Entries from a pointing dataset
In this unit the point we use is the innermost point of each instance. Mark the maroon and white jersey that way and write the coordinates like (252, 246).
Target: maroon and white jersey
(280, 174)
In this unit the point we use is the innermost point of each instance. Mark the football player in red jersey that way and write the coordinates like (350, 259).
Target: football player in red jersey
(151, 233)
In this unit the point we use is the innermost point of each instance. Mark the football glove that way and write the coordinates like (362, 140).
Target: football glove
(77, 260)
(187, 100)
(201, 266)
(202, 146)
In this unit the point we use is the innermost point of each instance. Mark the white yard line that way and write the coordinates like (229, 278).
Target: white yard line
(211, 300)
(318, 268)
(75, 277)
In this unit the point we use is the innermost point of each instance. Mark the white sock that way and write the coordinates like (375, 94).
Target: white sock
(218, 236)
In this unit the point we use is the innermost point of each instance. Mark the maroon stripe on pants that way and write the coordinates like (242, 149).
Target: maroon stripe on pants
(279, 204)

Exercise instructions
Reproduce the material verbatim, line by line.

Finished answer
In this unit the point we use is the innermost point of each instance. Mark the maroon and white jersey that way and write the coordinates like (252, 246).
Target: maroon and white jersey
(280, 174)
In this unit the point we use is the innermost point of each instance. Mark the football player in red jersey that way and write the coordinates like (350, 259).
Target: football player in red jersey
(151, 233)
In this unit the point we use is the innermost point of each instance. Mark the football glove that way and write the coordinates like (362, 140).
Target: football glove
(77, 260)
(187, 100)
(201, 266)
(202, 146)
In this unit the point we use is the innermost point of each instance. Mark the white yard line that way and write the coordinates like (229, 278).
Target: white yard line
(211, 300)
(318, 268)
(75, 277)
In this unit the point we use is the innermost point of each instance. Mark the white sock that way and write the coordinates like (375, 94).
Target: white sock
(218, 236)
In this unit the point we use is the innermost point of each instance. Mark the maroon stripe on pants that way and write the coordinates like (242, 149).
Target: maroon stripe on pants
(279, 204)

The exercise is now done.